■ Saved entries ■
---*---

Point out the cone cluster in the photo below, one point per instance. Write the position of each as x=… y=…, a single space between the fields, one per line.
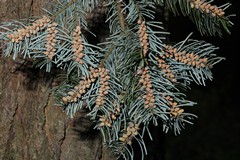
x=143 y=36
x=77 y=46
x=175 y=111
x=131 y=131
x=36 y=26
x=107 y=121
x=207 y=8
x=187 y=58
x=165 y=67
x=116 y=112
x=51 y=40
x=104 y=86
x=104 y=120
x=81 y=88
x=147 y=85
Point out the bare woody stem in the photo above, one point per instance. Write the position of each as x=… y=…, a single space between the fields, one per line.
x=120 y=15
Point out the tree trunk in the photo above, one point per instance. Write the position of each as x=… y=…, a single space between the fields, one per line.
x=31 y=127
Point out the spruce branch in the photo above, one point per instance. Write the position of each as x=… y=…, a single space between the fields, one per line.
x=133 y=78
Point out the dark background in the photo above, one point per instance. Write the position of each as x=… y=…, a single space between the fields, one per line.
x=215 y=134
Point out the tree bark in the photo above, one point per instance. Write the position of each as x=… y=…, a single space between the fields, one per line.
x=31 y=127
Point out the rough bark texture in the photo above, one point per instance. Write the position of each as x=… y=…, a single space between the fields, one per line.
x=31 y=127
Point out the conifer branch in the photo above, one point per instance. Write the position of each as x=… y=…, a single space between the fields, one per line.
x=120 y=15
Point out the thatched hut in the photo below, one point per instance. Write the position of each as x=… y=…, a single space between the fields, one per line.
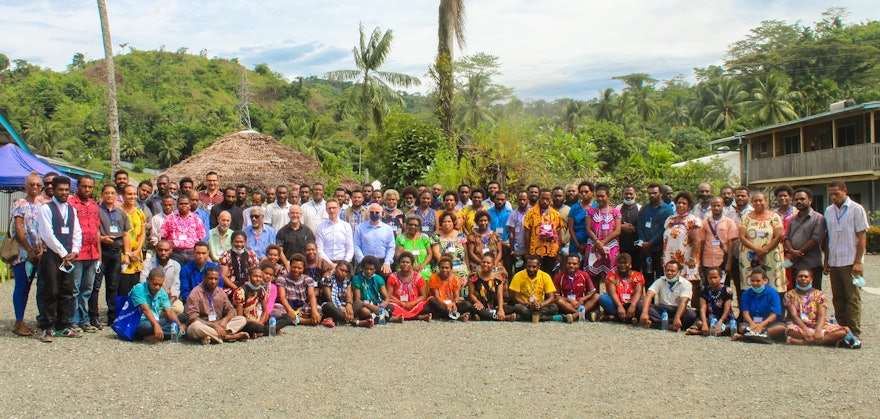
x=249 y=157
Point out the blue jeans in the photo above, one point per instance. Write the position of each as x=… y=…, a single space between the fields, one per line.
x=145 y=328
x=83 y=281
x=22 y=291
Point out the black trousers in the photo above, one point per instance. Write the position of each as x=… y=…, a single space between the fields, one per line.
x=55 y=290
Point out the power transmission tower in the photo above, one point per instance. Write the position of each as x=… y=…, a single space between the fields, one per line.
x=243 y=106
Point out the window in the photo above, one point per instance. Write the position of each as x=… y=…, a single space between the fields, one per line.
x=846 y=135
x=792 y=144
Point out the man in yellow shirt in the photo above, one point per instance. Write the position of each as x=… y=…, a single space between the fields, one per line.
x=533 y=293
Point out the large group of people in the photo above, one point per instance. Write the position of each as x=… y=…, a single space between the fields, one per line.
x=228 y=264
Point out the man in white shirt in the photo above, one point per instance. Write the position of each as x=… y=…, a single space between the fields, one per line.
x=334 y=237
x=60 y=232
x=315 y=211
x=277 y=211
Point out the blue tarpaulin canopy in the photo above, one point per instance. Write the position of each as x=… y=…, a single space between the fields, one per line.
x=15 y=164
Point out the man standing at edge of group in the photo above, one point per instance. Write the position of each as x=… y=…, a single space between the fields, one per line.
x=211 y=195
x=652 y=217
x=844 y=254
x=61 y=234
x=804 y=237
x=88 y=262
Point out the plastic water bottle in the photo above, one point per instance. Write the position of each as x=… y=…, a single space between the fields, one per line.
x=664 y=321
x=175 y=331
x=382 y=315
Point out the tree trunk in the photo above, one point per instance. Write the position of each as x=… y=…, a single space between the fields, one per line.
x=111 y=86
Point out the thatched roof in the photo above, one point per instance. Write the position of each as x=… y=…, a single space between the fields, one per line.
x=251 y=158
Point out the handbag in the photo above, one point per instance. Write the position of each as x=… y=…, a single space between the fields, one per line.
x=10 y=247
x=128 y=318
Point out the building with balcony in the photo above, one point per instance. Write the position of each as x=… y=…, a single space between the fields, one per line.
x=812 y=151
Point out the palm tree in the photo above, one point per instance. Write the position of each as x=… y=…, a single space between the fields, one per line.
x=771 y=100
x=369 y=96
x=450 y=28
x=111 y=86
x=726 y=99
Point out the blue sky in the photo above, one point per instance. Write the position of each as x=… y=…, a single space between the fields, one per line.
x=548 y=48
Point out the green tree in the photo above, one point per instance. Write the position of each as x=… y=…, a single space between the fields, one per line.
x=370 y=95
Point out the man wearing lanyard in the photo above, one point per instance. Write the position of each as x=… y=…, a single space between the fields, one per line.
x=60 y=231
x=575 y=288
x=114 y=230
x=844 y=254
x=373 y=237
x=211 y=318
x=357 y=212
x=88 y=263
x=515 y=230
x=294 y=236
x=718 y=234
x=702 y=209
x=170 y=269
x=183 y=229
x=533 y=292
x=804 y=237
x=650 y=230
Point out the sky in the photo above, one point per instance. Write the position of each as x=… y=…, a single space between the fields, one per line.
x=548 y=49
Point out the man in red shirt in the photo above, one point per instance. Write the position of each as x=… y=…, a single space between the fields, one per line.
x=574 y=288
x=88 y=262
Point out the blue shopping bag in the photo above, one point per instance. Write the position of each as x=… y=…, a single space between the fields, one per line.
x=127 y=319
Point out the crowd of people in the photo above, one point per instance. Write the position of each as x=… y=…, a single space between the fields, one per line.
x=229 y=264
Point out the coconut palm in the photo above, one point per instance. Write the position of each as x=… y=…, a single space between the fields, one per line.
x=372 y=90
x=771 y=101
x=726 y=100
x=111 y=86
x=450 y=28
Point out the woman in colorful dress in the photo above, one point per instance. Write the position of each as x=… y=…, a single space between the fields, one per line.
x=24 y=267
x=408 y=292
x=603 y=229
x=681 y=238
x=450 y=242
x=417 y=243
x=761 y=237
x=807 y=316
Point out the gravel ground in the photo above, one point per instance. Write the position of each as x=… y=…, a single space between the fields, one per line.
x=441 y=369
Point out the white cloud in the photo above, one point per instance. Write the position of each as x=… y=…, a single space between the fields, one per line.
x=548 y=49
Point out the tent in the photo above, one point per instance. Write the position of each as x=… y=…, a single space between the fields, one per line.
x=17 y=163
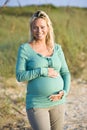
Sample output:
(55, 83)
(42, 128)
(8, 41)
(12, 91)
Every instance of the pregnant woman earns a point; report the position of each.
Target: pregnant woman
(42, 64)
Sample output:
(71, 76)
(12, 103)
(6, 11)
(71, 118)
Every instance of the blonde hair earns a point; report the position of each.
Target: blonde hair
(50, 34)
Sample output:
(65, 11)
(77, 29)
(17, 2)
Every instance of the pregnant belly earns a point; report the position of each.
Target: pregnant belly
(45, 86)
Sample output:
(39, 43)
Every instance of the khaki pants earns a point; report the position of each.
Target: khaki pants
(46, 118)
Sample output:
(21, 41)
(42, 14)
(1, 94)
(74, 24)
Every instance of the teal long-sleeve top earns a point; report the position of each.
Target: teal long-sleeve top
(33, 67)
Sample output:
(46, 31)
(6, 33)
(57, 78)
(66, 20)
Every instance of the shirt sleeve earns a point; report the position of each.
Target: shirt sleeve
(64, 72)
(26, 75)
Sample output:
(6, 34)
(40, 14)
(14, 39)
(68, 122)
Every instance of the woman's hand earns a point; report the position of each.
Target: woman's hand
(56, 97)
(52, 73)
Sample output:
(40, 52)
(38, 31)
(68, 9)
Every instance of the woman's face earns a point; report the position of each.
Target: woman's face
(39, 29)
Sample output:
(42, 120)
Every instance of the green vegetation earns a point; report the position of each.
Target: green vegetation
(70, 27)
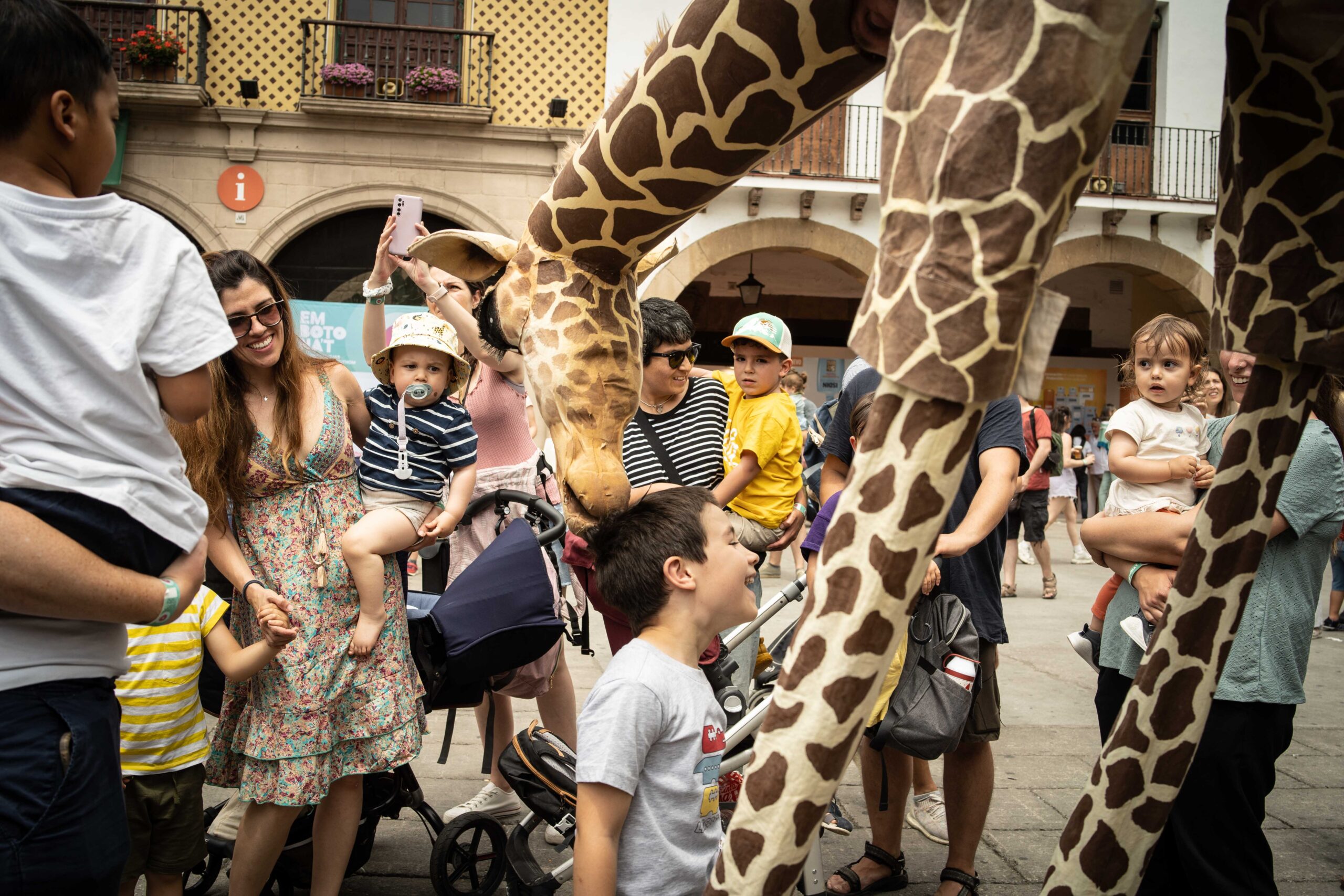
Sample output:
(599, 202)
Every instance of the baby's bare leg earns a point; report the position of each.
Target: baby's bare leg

---*---

■ Exercise goal ■
Pictures stay out; reproduce every line of the records exactly.

■ Exercise answer ■
Point out the cone cluster in the photo below, one point per instance. Write the position of each as x=… y=…, a single space between the fields, one per line.
x=143 y=36
x=77 y=46
x=175 y=111
x=131 y=131
x=36 y=26
x=107 y=121
x=207 y=8
x=187 y=58
x=165 y=67
x=116 y=112
x=51 y=40
x=104 y=86
x=104 y=120
x=81 y=88
x=147 y=85
Point out the bare woody stem in the photo above, one point per instance. Write the position of each as x=… y=…, a single space between the fields, one per line.
x=120 y=15
Point out the tree trunk in the photo above, one point per instance. Write the position of each as x=… y=…, a single space between the fields, one per line.
x=31 y=127
Point out the spruce branch in the photo above, one point per instance. Write the position of each as x=… y=…, a single space between the fields, one per line.
x=133 y=78
Point out the dark background in the photo above, one point per instance. Write the position of each as x=… y=…, a single space between the fields, one per line.
x=215 y=134
Point out the tree bark in the photo above, one point per instance. Write the position of each as x=… y=…, a single space between the fields, one per line.
x=31 y=127
Point out the rough bark texture in the photo above, one point per instance. Write the position of each as x=… y=…, a single space between the fields, one per line.
x=31 y=127
Point out the conifer branch in the photo above, one point per instance. Write the position of each as x=… y=…, a single space between the fields, one per line.
x=120 y=15
Point out the thatched hut in the photo below, one point per instance. Write the position of each as x=… y=…, a single space between the fields, one per line.
x=249 y=157
Point out the blue jeans in the photo above, one point per instance. Write the position of each as x=… y=…, a single space between the fields, one per line.
x=145 y=328
x=83 y=281
x=22 y=291
Point out the black trousers in the photo above, one point per instance. Write the position of each as x=… y=…, a single space between the fields, one per line.
x=55 y=290
Point out the power transmission tower in the photo above, one point per instance. Write the position of each as x=… y=…, a single space between the fields, one per line.
x=243 y=106
Point out the window in the photo above, one point per instance. Write the position of each as x=… y=…, a single space between the fields, one per line.
x=846 y=135
x=792 y=144
Point out the man in yellow shirt in the photo above, one point per instance. Write the position of each as x=… y=…, a single space between the fields, one per line.
x=533 y=293
Point out the large group of people in the photo above, one point per instance. Write the position of each as x=… y=…, a single space between the fields, one per line.
x=228 y=264
Point out the man in white shirt in the photo above, one point per instance. Write the position of each as x=… y=…, a single space between the fields, one per line.
x=334 y=237
x=60 y=232
x=315 y=211
x=277 y=211
Point out the blue tarpaulin canopy in the photo above, one point per instance. Write the position of each as x=… y=…, a single space between the fields, one per line.
x=15 y=164
Point out the man standing at edge of group in the photo above, one point per instance. Write the position of each as x=… y=…, a single space between the fields, one per line.
x=211 y=195
x=652 y=217
x=844 y=254
x=61 y=234
x=804 y=237
x=88 y=262
Point out the plastic water bottle in the photo above, one point per instance. Write the position of each as x=… y=…, a single space between the fields, one per line.
x=664 y=321
x=175 y=331
x=382 y=315
Point out the tree trunk in the photo above, one point per instance. Write the position of each as x=… y=…, a single space between the fields, one per line.
x=111 y=86
Point out the thatched roof in the photo above, one point per instance. Write the position of each as x=… y=…, a single space between the fields, one per line.
x=251 y=158
Point out the handbag in the photo above, one point per instance. Write the position of each as x=… y=…, a single space between the fields, one per line.
x=10 y=247
x=128 y=318
Point out the building with balcony in the photo above, one point per instance. Write the position of each as x=… y=…, a single space between the fields, one per line.
x=812 y=151
Point out the palm tree in the photo above, one point per instance. Write the position of each as x=… y=…, a single space between the fields, one per line.
x=771 y=100
x=369 y=96
x=450 y=28
x=111 y=86
x=726 y=99
Point out the blue sky in the photo above, one point per instance. Write the position of each as x=… y=…, a single space between the fields, one per line.
x=548 y=48
Point out the green tree in the photo above, one point per instance. Write the position of each as x=… y=…, a single space between the fields, one per line.
x=370 y=95
Point out the man wearing lanyard in the photo above, one point per instance. Write the position of each as x=… y=…, a single space between the fields, one per line.
x=60 y=231
x=575 y=288
x=114 y=230
x=844 y=254
x=373 y=237
x=211 y=318
x=357 y=212
x=88 y=263
x=515 y=230
x=294 y=236
x=718 y=234
x=702 y=209
x=170 y=269
x=183 y=229
x=533 y=292
x=804 y=237
x=650 y=230
Point out the sky in the photo above, one point per instance. Write the position of each as x=… y=…, a single space between the fields, one per line.
x=548 y=49
Point out the man in red shirt in the photo above, one point per instance. Write the position of each as x=… y=…, a single space between the fields, one per line.
x=574 y=288
x=88 y=262
Point out the blue shopping bag in the photo above, one point per instance. Write the position of each as x=… y=…, a single space between the fields, one per line.
x=127 y=319
Point out the crowd of people in the photo above, one point per instance. Write the position of each as x=… y=…, a single space between the fields, one per line.
x=229 y=264
Point out the coconut palm in the photo above, one point per instance. Write the position of each as x=… y=…, a single space between the fields, one per line.
x=372 y=90
x=771 y=101
x=726 y=100
x=111 y=86
x=450 y=28
Point out the woman in colorful dress in the photo above, one point per instance. Write the position of each as x=… y=…, a single space between the fields, one per line.
x=24 y=267
x=408 y=292
x=603 y=229
x=681 y=238
x=450 y=242
x=417 y=243
x=761 y=237
x=807 y=316
Point out the gravel ground in the photo above, one point per instance. Write the position of each as x=… y=…, a single space between the fields, one per line.
x=441 y=369
Point out the white cloud in the photo above, one point per instance. Write the position of each as x=… y=…, a single space between the fields, one per line.
x=548 y=49
Point out the tent in the photo above, one point per instance. Write the position of each as x=… y=…, a single space between the fields, one per line.
x=17 y=163
Sample output:
(55, 83)
(42, 128)
(8, 41)
(12, 91)
Every instance of the pregnant woman earns a point; report the position of each.
Target: pregnant woman
(42, 64)
Sample output:
(71, 76)
(12, 103)
(6, 11)
(71, 118)
Every instance of the blonde hair earns a point; report the position of each.
Target: blonde hair
(50, 34)
Sample output:
(65, 11)
(77, 29)
(17, 2)
Every instance of the pregnant belly earns a point; report the position of each.
Target: pregnant belly
(45, 86)
Sample output:
(39, 43)
Every instance of the khaki pants earns a point; report the position of each.
Target: khaki pants
(46, 118)
Sample output:
(21, 41)
(42, 14)
(1, 94)
(74, 24)
Every instance of the teal long-sleeve top earns a point; report the position of each.
Target: teal long-sleeve top
(33, 67)
Sample output:
(46, 31)
(6, 33)
(57, 78)
(66, 20)
Every instance of the shirt sleeve earns a point; report the position of each.
Target: shirt sleeve
(64, 72)
(26, 75)
Sample output:
(6, 34)
(40, 14)
(14, 39)
(68, 122)
Every instance of the woman's hand earns a point; report the position of each.
Target: woman's hand
(56, 97)
(52, 73)
Sample output:
(40, 52)
(38, 31)
(68, 9)
Every instance of the woman's face earns a point; report the position of each.
Target: woman's face
(39, 29)
Sample output:
(42, 120)
Every instance of the green vegetation earns a point; report the position of each.
Target: green vegetation
(70, 27)
Sample output:
(599, 202)
Every instance of the baby's bare leg earns a point; report the position of each.
Target: baby's bare leg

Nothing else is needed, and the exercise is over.